> _Directions_: Reproduce the items starting at the line that contains "# target: white helmet" and ending at the line that contains "M 225 175 L", substituting "rain boot" for "rubber boot" wherever it occurs and leaving everything else unchanged. Omit the picture from your answer.

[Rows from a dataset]

========================================================================

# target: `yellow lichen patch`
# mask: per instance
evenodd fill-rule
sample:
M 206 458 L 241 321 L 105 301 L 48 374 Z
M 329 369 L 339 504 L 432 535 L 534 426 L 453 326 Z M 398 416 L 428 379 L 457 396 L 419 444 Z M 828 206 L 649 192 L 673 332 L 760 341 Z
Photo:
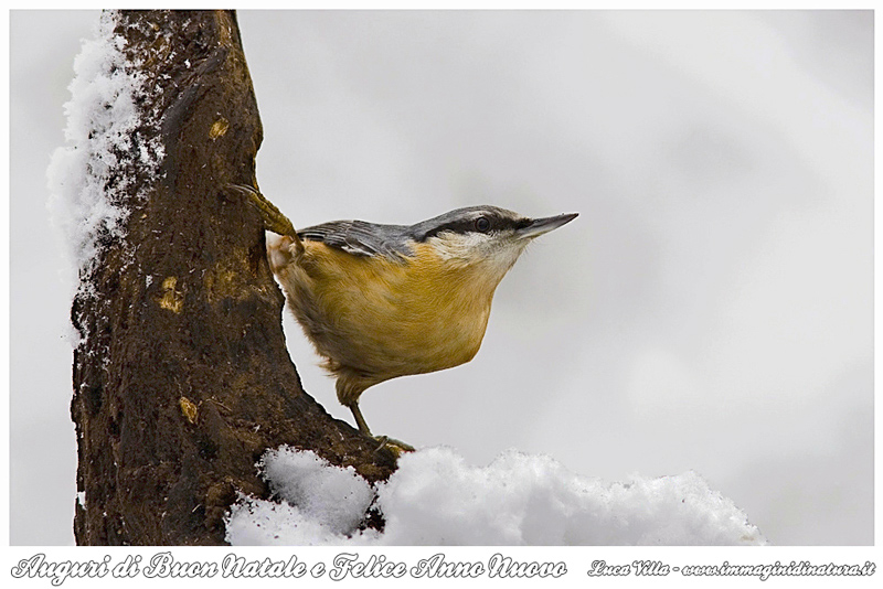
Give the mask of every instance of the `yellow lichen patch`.
M 181 406 L 181 413 L 184 414 L 187 420 L 190 421 L 191 424 L 195 424 L 198 409 L 196 406 L 193 404 L 193 401 L 187 397 L 181 397 L 180 399 L 178 399 L 178 405 Z
M 223 136 L 230 129 L 230 121 L 224 117 L 221 117 L 216 121 L 212 124 L 212 128 L 209 129 L 209 137 L 212 139 L 217 139 L 219 137 Z
M 174 287 L 178 285 L 178 278 L 170 276 L 162 281 L 162 297 L 159 299 L 159 306 L 168 309 L 173 313 L 180 313 L 184 308 L 184 293 Z

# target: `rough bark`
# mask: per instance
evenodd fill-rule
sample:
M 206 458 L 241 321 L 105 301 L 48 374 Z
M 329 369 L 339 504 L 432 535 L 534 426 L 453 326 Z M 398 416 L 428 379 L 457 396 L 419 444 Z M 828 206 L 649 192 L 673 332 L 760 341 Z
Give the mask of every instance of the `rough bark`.
M 139 108 L 158 125 L 140 132 L 160 135 L 164 158 L 158 176 L 137 158 L 115 171 L 136 179 L 118 203 L 125 236 L 105 239 L 72 309 L 76 542 L 221 544 L 236 493 L 268 495 L 255 467 L 267 448 L 311 449 L 369 481 L 395 458 L 301 388 L 260 217 L 224 189 L 256 185 L 262 139 L 235 13 L 123 12 L 116 31 L 155 88 Z

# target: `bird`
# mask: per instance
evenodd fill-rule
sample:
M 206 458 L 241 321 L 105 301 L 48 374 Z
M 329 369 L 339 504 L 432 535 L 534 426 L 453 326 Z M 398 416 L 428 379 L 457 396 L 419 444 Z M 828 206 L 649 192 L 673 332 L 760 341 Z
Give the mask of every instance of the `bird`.
M 359 408 L 365 389 L 472 360 L 506 274 L 530 242 L 578 215 L 529 218 L 479 205 L 413 225 L 332 221 L 295 231 L 257 189 L 233 188 L 280 236 L 267 240 L 270 269 L 336 377 L 338 400 L 372 438 Z

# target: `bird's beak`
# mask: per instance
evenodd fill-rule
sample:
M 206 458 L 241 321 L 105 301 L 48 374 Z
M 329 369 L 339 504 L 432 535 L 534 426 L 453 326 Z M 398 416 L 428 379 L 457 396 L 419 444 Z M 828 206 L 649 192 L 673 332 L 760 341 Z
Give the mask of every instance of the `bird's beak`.
M 515 231 L 522 239 L 533 239 L 552 229 L 557 229 L 565 223 L 575 219 L 579 213 L 566 213 L 564 215 L 555 215 L 554 217 L 533 218 L 530 224 Z

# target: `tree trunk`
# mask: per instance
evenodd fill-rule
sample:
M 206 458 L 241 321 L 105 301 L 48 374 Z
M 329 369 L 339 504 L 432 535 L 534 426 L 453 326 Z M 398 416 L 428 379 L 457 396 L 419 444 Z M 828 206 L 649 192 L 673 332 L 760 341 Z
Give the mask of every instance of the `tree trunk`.
M 262 140 L 235 13 L 127 11 L 115 33 L 148 92 L 107 182 L 128 216 L 99 236 L 72 308 L 76 542 L 222 544 L 236 493 L 268 495 L 267 448 L 372 482 L 395 458 L 301 388 L 260 216 L 224 188 L 256 185 Z M 158 172 L 138 157 L 157 139 Z

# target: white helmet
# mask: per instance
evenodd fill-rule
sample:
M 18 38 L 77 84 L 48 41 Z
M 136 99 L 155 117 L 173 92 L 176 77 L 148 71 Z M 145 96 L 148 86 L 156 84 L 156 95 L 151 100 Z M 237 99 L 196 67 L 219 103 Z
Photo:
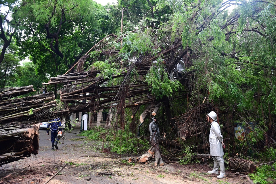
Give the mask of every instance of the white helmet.
M 218 120 L 216 119 L 216 114 L 214 111 L 211 111 L 210 113 L 207 114 L 209 116 L 209 117 L 212 119 L 213 120 L 216 121 Z

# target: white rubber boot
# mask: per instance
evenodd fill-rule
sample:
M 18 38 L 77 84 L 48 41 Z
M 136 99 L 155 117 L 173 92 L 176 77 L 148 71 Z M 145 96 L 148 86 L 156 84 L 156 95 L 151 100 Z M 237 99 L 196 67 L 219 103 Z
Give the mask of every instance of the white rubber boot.
M 208 171 L 207 172 L 207 173 L 216 174 L 218 175 L 219 168 L 219 164 L 218 164 L 218 162 L 214 162 L 214 168 L 213 169 L 213 170 L 211 170 L 210 171 Z
M 225 175 L 225 166 L 224 164 L 220 164 L 219 167 L 221 168 L 221 173 L 219 175 L 216 177 L 217 178 L 221 179 L 226 177 Z

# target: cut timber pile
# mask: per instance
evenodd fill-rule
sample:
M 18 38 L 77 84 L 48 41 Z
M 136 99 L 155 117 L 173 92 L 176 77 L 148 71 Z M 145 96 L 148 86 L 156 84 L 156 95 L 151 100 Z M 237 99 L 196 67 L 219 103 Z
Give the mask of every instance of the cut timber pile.
M 28 128 L 16 125 L 0 127 L 0 166 L 38 153 L 39 125 Z M 4 155 L 8 153 L 12 154 Z
M 45 115 L 50 113 L 50 109 L 55 103 L 53 92 L 23 98 L 2 98 L 0 101 L 0 124 L 47 121 L 49 118 L 46 120 L 46 117 L 49 116 Z
M 162 144 L 168 148 L 172 147 L 180 148 L 181 147 L 179 144 L 174 141 L 166 139 L 165 137 L 160 137 L 155 135 L 152 136 L 151 142 L 152 146 L 148 151 L 147 152 L 143 154 L 140 156 L 136 158 L 137 161 L 147 164 L 149 161 L 152 158 L 155 158 L 154 165 L 157 166 L 159 165 L 162 166 L 164 165 L 164 162 L 161 156 L 161 151 L 159 147 L 159 144 Z M 131 162 L 131 160 L 129 159 L 129 162 Z
M 245 171 L 253 173 L 256 170 L 256 166 L 251 160 L 239 158 L 229 158 L 229 167 L 231 170 L 238 171 Z

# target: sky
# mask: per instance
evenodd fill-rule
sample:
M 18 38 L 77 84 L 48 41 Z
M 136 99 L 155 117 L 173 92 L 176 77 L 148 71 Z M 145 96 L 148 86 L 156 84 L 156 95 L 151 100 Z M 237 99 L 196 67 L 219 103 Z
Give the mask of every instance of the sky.
M 96 2 L 97 3 L 101 4 L 103 6 L 106 5 L 108 3 L 110 3 L 110 4 L 112 4 L 112 3 L 116 4 L 117 3 L 117 0 L 94 0 L 94 1 Z

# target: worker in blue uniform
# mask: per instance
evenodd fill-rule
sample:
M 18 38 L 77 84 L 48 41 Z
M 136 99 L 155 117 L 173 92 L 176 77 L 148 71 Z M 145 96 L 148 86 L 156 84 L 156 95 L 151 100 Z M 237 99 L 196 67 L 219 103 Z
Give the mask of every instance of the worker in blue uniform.
M 57 141 L 60 140 L 57 137 L 57 133 L 59 131 L 62 131 L 61 122 L 59 118 L 57 118 L 49 121 L 47 125 L 47 135 L 49 135 L 49 131 L 51 131 L 51 142 L 52 142 L 52 150 L 56 149 L 57 147 Z

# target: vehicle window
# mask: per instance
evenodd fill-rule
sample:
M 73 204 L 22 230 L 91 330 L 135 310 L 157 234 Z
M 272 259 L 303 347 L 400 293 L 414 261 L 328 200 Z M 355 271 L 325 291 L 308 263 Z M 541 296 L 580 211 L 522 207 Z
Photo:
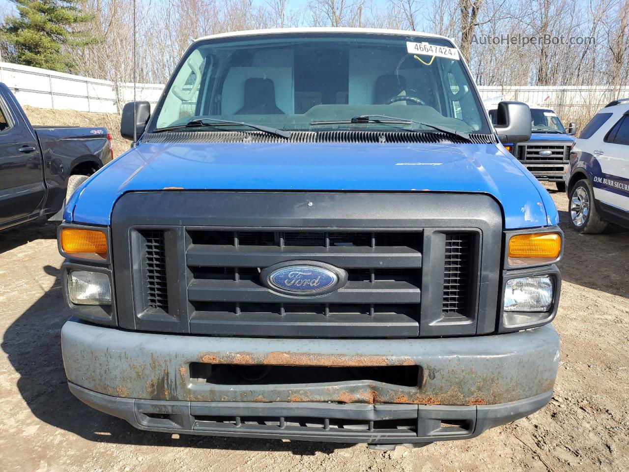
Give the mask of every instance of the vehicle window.
M 384 115 L 491 133 L 461 61 L 409 53 L 407 41 L 452 47 L 435 38 L 320 33 L 199 42 L 178 66 L 152 129 L 203 118 L 291 130 L 421 128 L 347 123 Z
M 629 144 L 629 116 L 623 116 L 605 137 L 605 142 Z
M 4 116 L 4 112 L 3 111 L 2 108 L 0 108 L 0 132 L 8 130 L 10 127 L 11 125 Z
M 612 113 L 597 113 L 595 115 L 579 135 L 579 138 L 587 139 L 591 137 L 603 126 L 603 124 L 610 119 L 610 116 L 612 115 Z
M 533 133 L 565 134 L 565 128 L 552 110 L 531 108 L 531 131 Z
M 490 110 L 489 113 L 491 124 L 496 125 L 498 123 L 496 120 L 498 119 L 498 111 L 497 110 Z

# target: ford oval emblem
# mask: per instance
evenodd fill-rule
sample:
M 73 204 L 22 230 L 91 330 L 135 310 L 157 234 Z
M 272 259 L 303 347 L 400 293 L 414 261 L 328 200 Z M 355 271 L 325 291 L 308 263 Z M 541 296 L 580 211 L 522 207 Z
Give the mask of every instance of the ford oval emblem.
M 340 288 L 347 273 L 329 264 L 291 261 L 267 267 L 260 274 L 269 288 L 291 295 L 321 295 Z

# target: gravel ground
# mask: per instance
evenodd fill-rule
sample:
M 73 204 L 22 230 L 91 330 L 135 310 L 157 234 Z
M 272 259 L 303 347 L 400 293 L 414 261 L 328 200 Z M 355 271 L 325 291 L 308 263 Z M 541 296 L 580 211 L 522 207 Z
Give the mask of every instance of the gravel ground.
M 564 194 L 554 193 L 560 210 Z M 559 376 L 550 403 L 465 441 L 418 449 L 145 432 L 92 410 L 65 383 L 55 228 L 0 233 L 0 470 L 629 470 L 629 232 L 567 225 Z

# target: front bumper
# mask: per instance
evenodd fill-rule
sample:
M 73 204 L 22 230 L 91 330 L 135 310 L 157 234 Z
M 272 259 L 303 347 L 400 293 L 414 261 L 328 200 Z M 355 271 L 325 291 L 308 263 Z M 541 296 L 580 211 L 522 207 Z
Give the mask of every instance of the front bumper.
M 565 180 L 565 174 L 567 171 L 567 164 L 529 164 L 522 162 L 529 172 L 534 175 L 538 180 L 550 181 L 551 182 L 563 182 Z
M 376 444 L 471 437 L 526 416 L 550 399 L 559 354 L 550 325 L 469 337 L 294 339 L 129 332 L 74 318 L 62 330 L 62 347 L 72 393 L 136 427 Z M 191 363 L 418 366 L 419 379 L 413 386 L 292 378 L 199 383 L 191 378 Z

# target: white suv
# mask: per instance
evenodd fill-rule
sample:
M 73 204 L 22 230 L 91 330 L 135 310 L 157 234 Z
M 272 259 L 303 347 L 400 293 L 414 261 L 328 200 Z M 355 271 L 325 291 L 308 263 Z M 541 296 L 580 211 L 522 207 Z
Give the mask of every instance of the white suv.
M 575 230 L 600 233 L 610 222 L 629 228 L 629 98 L 610 103 L 583 128 L 565 180 Z

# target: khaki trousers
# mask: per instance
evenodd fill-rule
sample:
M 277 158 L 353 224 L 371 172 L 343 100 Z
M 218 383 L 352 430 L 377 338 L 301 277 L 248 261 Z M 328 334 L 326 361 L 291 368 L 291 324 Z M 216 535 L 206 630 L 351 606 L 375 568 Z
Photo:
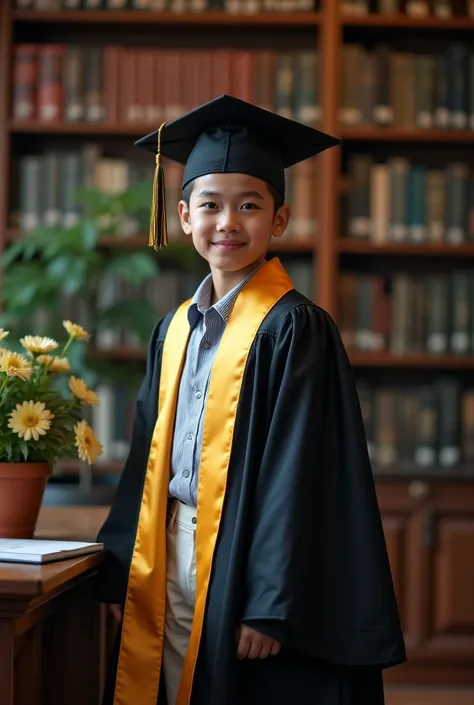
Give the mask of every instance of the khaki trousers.
M 175 705 L 196 601 L 196 509 L 170 505 L 166 534 L 166 616 L 163 673 L 168 705 Z

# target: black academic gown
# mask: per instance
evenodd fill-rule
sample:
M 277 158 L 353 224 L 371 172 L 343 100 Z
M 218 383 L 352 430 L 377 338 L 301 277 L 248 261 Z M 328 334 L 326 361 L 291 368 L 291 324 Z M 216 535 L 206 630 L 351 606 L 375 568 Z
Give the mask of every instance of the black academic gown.
M 106 602 L 125 599 L 171 318 L 151 337 L 130 454 L 98 537 Z M 281 634 L 280 654 L 237 660 L 241 621 Z M 382 705 L 382 669 L 404 660 L 351 368 L 330 316 L 293 290 L 260 326 L 245 370 L 191 704 Z

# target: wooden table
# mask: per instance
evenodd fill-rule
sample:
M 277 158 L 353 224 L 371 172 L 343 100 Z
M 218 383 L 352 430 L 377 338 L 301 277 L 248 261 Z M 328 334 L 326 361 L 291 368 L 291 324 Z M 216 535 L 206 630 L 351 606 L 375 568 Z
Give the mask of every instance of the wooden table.
M 45 565 L 0 562 L 0 704 L 98 705 L 103 553 Z

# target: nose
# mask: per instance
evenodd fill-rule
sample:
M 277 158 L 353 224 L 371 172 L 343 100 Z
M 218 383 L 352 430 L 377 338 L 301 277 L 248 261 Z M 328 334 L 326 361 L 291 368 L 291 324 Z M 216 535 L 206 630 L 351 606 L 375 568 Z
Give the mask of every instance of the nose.
M 217 231 L 220 233 L 240 232 L 240 219 L 233 208 L 223 208 L 219 214 Z

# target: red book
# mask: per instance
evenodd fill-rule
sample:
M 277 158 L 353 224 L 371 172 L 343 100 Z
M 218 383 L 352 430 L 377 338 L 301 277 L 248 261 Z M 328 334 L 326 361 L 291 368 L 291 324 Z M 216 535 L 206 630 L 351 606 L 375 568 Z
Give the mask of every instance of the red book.
M 15 120 L 36 117 L 36 83 L 38 78 L 38 47 L 17 44 L 13 59 L 13 106 Z
M 105 120 L 111 124 L 120 121 L 119 85 L 120 85 L 120 47 L 105 47 L 104 53 L 104 100 Z
M 38 120 L 60 122 L 63 118 L 64 46 L 44 44 L 38 48 Z

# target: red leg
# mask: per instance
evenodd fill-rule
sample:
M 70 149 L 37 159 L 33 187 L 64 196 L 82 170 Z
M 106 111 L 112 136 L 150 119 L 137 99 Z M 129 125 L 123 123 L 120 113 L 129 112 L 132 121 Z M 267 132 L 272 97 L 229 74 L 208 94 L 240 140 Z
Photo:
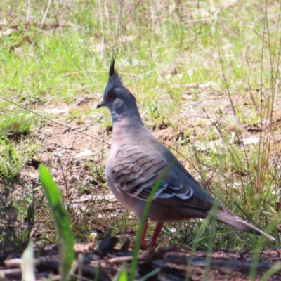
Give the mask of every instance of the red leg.
M 141 233 L 141 237 L 140 237 L 140 248 L 144 250 L 146 250 L 149 248 L 149 245 L 147 245 L 145 241 L 147 230 L 148 230 L 148 222 L 146 222 L 143 226 L 143 232 Z
M 156 241 L 157 240 L 158 235 L 161 233 L 162 226 L 163 226 L 163 223 L 156 223 L 155 230 L 154 230 L 152 238 L 151 238 L 150 246 L 155 247 L 155 248 L 158 247 L 158 244 L 156 242 Z

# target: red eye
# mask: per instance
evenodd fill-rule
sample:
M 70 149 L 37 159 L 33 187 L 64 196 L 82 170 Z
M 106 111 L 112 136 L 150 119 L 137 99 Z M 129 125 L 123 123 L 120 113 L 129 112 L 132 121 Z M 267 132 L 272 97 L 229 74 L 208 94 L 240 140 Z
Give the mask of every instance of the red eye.
M 115 98 L 115 96 L 113 93 L 110 93 L 107 96 L 107 100 L 112 100 Z

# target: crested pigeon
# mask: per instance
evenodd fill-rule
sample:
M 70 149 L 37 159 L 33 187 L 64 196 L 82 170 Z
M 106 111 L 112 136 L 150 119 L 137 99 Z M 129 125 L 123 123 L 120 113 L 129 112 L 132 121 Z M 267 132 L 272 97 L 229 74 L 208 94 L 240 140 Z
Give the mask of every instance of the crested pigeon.
M 164 222 L 205 218 L 218 200 L 209 195 L 172 152 L 146 129 L 135 97 L 115 70 L 115 60 L 112 58 L 103 100 L 97 107 L 105 106 L 110 110 L 113 124 L 112 142 L 106 164 L 107 183 L 116 198 L 140 220 L 152 188 L 166 173 L 148 214 L 156 224 L 148 245 L 145 242 L 147 223 L 143 229 L 140 246 L 148 249 L 157 246 L 157 238 Z M 220 222 L 248 233 L 262 234 L 269 240 L 275 241 L 235 215 L 221 202 L 217 204 L 216 217 Z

========================================================================

> _Complete output_:
# target: white helmet
# mask: per instance
evenodd fill-rule
sample:
M 18 38 L 77 84 L 48 41 Z
M 136 99 L 155 117 L 173 92 L 176 77 L 148 71 Z M 145 96 L 148 86 L 156 84 L 156 95 L 151 100 Z M 237 99 L 196 67 L 219 103 Z
Photo:
Give the mask of every instance of the white helmet.
M 218 120 L 216 119 L 216 114 L 214 111 L 211 111 L 210 113 L 207 114 L 209 116 L 209 117 L 212 119 L 213 120 L 216 121 Z

# target: white rain boot
# mask: per instance
evenodd fill-rule
sample:
M 18 38 L 77 84 L 48 41 Z
M 136 99 L 155 117 L 173 92 L 176 77 L 148 71 Z M 145 96 L 148 86 L 156 84 L 156 95 L 151 100 Z M 237 99 L 196 67 L 219 103 Z
Give the mask of every instance of the white rain boot.
M 208 171 L 207 172 L 207 173 L 216 174 L 218 175 L 219 168 L 219 164 L 218 164 L 218 162 L 214 162 L 214 168 L 213 169 L 213 170 L 211 170 L 210 171 Z
M 225 175 L 225 166 L 224 164 L 220 164 L 219 167 L 221 168 L 221 173 L 219 175 L 216 177 L 217 178 L 221 179 L 226 177 Z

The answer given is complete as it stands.